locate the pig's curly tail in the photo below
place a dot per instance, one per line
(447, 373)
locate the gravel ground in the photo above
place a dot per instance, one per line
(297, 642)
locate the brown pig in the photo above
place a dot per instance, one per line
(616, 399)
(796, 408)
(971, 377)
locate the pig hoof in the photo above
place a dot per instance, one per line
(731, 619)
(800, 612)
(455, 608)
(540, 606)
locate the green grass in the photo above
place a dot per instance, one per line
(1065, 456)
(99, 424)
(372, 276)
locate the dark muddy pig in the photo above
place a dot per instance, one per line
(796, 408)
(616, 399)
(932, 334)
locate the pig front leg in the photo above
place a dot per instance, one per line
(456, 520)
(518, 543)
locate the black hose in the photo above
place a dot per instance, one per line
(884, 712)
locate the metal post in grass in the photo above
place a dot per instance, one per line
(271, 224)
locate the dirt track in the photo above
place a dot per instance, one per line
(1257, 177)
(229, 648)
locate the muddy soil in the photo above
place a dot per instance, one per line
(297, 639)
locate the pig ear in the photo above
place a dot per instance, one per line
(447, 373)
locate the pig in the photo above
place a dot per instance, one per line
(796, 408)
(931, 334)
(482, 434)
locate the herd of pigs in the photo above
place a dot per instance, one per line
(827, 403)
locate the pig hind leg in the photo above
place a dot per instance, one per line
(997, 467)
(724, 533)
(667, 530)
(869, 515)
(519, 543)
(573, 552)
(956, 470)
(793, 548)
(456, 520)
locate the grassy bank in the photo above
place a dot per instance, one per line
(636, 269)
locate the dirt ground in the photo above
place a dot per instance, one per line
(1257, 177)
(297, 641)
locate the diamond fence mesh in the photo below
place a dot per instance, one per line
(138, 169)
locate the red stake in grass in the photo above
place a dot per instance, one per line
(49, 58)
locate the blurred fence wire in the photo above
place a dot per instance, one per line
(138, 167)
::::::::::
» **Challenge**
Transcribe the whole listing exactly.

» **Result for this exercise**
locate the pig's curly tail in the photo below
place a dot per instance, one per line
(447, 373)
locate the gravel ground in the photo above
place a dot per instance, one per line
(297, 642)
locate the brown pig in the photo above
place a dot per instance, one per line
(616, 399)
(796, 408)
(971, 377)
locate the pig hoof in the photo above
place a dot per instance, one per line
(731, 619)
(800, 612)
(455, 608)
(540, 606)
locate the green grass in the photo above
place a dot per instance, one per line
(1065, 456)
(99, 424)
(372, 276)
locate the dark muddy pig in the photo above
place a dot per instance, one per line
(796, 408)
(616, 399)
(932, 334)
locate the pig front leg in the photo above
place a dot per instance, one per line
(456, 520)
(518, 543)
locate the black hose in the photo above
place a dot per instance, one per line
(884, 712)
locate the metal post in grass in the photo above
place a dot per instance, one per line
(271, 224)
locate the dirt track in the photo above
place a dot per instance, one per line
(1257, 177)
(229, 648)
locate the muddy soil in the photo above
place a dot per instance, one per line
(297, 639)
locate the pig ear in the photo above
place a dot per instance, one per line
(447, 373)
locate the pig in the photo above
place a dot per instance, one per line
(796, 408)
(931, 334)
(482, 434)
locate the herd of pigs in the photo above
place a dot per instance, one per line
(827, 403)
locate the pig hind leg in the photo above
place a dot per instance, one per line
(997, 467)
(724, 533)
(667, 530)
(869, 515)
(519, 543)
(573, 552)
(956, 470)
(793, 548)
(456, 520)
locate the grassy bank in the photo above
place a dot per instance, one per line
(636, 269)
locate the dirt ground in the photo above
place a dot per instance, one per line
(1257, 177)
(297, 641)
locate the diamond fence mesh in the photo below
place a dot per instance, one per line
(138, 169)
locate the red stake in grass in the photo above
place a dot per instance, one per line
(49, 58)
locate the blurred fence wire in the photo above
place a dot per instance, one per line
(138, 167)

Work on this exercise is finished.